Task requirements: Locate each line in the listing below that contains the word "Trace", and copy every such line.

Provided records:
==========

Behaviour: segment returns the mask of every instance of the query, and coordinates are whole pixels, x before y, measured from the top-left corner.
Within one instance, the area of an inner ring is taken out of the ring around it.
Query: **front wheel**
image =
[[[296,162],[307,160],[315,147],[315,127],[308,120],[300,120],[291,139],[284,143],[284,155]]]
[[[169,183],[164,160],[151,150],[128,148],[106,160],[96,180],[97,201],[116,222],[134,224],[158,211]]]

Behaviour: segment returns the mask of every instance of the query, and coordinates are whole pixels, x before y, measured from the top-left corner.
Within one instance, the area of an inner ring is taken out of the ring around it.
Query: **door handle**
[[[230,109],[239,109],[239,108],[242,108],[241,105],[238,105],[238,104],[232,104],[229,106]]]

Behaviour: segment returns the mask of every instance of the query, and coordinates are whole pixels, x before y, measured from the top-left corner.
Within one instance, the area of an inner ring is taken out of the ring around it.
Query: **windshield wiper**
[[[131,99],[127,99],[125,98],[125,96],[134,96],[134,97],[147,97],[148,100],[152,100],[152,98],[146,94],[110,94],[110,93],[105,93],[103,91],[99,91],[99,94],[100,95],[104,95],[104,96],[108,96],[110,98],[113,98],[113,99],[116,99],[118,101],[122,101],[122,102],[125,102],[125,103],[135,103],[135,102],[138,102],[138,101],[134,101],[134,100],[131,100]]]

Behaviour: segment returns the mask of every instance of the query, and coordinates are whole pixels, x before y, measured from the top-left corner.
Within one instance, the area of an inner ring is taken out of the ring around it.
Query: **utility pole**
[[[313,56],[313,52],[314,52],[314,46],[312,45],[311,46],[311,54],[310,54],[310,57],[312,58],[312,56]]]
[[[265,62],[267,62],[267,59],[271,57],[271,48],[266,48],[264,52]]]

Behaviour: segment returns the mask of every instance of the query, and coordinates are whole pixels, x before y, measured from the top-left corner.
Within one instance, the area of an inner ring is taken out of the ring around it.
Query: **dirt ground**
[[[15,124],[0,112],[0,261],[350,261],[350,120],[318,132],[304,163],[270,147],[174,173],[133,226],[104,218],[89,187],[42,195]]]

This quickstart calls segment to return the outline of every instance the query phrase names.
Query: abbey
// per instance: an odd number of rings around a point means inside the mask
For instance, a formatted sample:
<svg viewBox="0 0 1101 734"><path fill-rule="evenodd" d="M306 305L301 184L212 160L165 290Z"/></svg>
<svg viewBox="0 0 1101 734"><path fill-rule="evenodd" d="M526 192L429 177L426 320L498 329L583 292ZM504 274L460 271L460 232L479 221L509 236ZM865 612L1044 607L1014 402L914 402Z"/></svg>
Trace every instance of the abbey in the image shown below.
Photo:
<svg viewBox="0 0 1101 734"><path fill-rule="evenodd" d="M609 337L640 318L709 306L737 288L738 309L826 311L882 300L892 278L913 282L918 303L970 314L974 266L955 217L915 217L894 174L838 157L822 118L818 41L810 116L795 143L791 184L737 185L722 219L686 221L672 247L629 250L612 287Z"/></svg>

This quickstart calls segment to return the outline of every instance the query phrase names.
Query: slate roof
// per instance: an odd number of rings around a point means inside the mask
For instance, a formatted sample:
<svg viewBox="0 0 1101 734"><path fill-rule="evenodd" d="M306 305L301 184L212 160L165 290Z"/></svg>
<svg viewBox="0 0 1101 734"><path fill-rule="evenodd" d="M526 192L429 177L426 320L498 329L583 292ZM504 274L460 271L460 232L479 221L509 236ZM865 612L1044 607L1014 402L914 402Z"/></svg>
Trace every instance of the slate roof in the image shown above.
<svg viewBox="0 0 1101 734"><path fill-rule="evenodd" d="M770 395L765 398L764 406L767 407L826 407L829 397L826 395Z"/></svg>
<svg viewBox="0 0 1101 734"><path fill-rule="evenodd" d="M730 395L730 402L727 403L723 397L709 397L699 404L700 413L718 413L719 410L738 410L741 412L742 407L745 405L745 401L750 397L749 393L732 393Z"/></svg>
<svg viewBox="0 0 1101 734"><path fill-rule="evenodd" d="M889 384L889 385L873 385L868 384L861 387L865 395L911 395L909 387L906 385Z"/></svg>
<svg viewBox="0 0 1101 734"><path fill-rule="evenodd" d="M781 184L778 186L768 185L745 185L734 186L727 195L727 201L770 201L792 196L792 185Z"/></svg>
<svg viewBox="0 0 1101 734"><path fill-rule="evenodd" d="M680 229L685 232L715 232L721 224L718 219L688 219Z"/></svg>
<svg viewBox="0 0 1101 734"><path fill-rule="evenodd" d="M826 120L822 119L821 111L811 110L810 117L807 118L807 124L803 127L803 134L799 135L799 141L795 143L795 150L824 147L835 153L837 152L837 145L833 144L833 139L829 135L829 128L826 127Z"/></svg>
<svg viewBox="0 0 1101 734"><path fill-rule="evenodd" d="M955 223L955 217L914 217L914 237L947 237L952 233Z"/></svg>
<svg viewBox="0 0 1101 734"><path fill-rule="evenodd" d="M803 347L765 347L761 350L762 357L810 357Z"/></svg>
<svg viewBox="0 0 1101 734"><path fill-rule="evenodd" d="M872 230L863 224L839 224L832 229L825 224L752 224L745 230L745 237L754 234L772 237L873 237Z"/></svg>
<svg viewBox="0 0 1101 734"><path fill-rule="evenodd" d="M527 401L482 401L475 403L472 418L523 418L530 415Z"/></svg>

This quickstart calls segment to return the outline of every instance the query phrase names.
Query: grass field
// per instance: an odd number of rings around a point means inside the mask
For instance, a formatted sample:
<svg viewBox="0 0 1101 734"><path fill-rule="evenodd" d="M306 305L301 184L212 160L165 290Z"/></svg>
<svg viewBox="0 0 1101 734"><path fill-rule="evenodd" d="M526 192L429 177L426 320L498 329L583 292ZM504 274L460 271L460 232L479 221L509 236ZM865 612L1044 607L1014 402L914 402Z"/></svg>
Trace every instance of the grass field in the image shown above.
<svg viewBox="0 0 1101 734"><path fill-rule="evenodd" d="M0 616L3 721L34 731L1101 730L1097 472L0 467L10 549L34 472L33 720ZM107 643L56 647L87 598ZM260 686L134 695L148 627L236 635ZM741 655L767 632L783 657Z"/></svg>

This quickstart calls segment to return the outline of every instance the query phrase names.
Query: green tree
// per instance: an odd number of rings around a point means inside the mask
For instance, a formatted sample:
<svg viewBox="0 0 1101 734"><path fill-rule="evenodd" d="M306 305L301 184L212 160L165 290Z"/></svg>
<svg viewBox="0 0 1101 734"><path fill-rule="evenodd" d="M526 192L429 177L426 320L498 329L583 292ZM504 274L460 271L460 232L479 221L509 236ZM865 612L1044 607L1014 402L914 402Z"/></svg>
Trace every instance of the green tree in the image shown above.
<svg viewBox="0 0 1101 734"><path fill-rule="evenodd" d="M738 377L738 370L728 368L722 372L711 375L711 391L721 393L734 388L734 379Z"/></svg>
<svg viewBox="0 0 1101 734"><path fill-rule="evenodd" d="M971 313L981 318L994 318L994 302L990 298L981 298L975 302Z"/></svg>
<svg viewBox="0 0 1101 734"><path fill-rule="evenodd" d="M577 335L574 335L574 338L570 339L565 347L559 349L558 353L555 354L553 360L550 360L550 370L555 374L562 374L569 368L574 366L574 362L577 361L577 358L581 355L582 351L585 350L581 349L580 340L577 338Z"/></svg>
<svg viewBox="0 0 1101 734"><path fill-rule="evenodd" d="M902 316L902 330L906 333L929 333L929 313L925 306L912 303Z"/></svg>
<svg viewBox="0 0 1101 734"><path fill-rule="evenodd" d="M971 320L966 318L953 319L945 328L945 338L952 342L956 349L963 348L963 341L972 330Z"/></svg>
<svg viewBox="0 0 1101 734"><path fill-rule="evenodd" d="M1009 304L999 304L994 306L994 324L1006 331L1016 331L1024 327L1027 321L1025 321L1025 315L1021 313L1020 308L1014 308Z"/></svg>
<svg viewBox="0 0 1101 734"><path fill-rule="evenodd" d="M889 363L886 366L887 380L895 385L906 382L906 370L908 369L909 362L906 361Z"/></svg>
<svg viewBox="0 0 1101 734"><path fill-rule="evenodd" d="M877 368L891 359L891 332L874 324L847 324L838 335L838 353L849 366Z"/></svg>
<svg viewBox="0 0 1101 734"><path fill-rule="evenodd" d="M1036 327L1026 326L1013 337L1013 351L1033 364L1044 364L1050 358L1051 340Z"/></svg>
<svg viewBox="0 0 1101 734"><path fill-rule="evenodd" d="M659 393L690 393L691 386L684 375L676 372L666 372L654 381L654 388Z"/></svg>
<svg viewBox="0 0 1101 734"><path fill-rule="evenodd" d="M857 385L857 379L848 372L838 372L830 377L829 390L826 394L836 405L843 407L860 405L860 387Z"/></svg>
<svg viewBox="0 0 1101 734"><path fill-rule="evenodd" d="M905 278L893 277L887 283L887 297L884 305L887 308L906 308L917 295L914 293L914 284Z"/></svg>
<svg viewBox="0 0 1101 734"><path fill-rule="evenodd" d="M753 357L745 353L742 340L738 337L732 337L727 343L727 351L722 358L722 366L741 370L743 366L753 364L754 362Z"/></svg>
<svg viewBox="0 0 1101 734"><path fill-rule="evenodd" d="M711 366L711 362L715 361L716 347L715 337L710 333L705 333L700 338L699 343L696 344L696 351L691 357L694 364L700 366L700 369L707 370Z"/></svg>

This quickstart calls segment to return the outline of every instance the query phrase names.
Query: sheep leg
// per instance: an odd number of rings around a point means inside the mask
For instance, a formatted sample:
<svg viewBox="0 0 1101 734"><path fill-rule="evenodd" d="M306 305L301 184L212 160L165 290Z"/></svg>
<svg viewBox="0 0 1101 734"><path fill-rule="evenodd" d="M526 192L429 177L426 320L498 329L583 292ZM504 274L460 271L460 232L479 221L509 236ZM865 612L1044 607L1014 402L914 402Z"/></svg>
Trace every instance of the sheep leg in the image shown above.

==========

Finished exercise:
Trace every instance of the abbey in the image shown below.
Trace every instance of the slate roof in the image shown above.
Trace every instance of the grass field in the image shown above.
Trace every instance of the green tree in the image shown above.
Trace every instance of the sheep leg in the image shown above.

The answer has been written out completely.